Exercise instructions: The answer should contain every entry below, copied exactly.

Supplied material:

——

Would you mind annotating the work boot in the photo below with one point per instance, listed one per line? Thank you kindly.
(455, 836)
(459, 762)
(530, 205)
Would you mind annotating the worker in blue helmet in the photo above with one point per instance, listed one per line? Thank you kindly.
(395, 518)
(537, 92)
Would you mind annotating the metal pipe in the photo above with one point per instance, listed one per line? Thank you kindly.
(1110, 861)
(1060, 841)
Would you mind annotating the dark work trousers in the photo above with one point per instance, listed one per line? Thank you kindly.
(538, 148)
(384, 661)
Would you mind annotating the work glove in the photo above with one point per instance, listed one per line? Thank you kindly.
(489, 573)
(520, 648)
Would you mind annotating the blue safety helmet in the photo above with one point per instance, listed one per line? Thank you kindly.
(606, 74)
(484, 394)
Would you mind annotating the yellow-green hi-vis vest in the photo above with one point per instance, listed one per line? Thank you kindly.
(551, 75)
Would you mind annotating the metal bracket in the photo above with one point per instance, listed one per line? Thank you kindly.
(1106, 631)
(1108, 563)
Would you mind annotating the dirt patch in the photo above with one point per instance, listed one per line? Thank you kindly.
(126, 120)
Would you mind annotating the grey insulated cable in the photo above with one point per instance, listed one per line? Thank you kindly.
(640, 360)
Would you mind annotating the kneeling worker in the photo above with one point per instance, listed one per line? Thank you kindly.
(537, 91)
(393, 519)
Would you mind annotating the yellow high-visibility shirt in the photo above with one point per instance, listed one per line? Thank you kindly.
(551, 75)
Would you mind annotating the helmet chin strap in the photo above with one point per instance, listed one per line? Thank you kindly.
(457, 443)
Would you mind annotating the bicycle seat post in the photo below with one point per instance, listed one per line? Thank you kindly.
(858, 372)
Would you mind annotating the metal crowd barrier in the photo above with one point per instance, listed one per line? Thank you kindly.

——

Solution below:
Would you mind annotating the work boot in the photo below with one point per instance, listed one per line? Thank you kindly.
(455, 836)
(459, 762)
(530, 205)
Would you mind annotating the worker in blue helmet in the photo above with one point per instance, listed one per line? Thank you kindly.
(395, 518)
(537, 92)
Would you mind annotating the metal pipe in the photo above with one point per instance, listed one per line? Thank you kindly.
(1110, 861)
(1060, 841)
Would you mind annotating the dark work trousers in the photo above with one point per instance, listed one per line? Thank you kindly.
(538, 148)
(384, 661)
Would you mind annotating the work glove in the photo above with one point per instance, listed one per line? Thank you kindly.
(489, 573)
(520, 648)
Would you mind annotating the blue safety helmet in the photo above with one point per instance, listed one per line? Thank you kindly.
(606, 74)
(484, 394)
Would you mind annotating the yellow-green hi-vis vest in the photo above with one point per instance, listed one per line? Thank you kindly.
(551, 75)
Would you mind annotating the metal bracket in the photo above with one point per instance, listed one per line? Thank you kindly.
(1106, 631)
(1108, 563)
Would you mind annotating the dirt patch in the photo above with one point per instance, listed one per line? Thank you kindly.
(126, 120)
Would you mind annotating the grey insulated cable in the photo above with one point per instance, listed one per line? Thank you kindly.
(640, 360)
Would you mind annotating the kneeling worker in the photo above with one point per instance, listed one per line? Thank you kindly.
(537, 91)
(393, 519)
Would you mind annotating the yellow high-visibility shirt in the photo above with one point per instance, listed one per line? Thank you kindly.
(551, 75)
Would you mind annotating the helmet chin strap in the photo above with one point per instance, listed one per line? Thank you kindly.
(457, 443)
Would you mind annotating the bicycle seat post in the photo below with one point per instance, listed one per line? Thank you kindly.
(858, 372)
Would you mind annotating the metal crowd barrier in the photo above with one point per instance, listed one per line? Thank you kindly.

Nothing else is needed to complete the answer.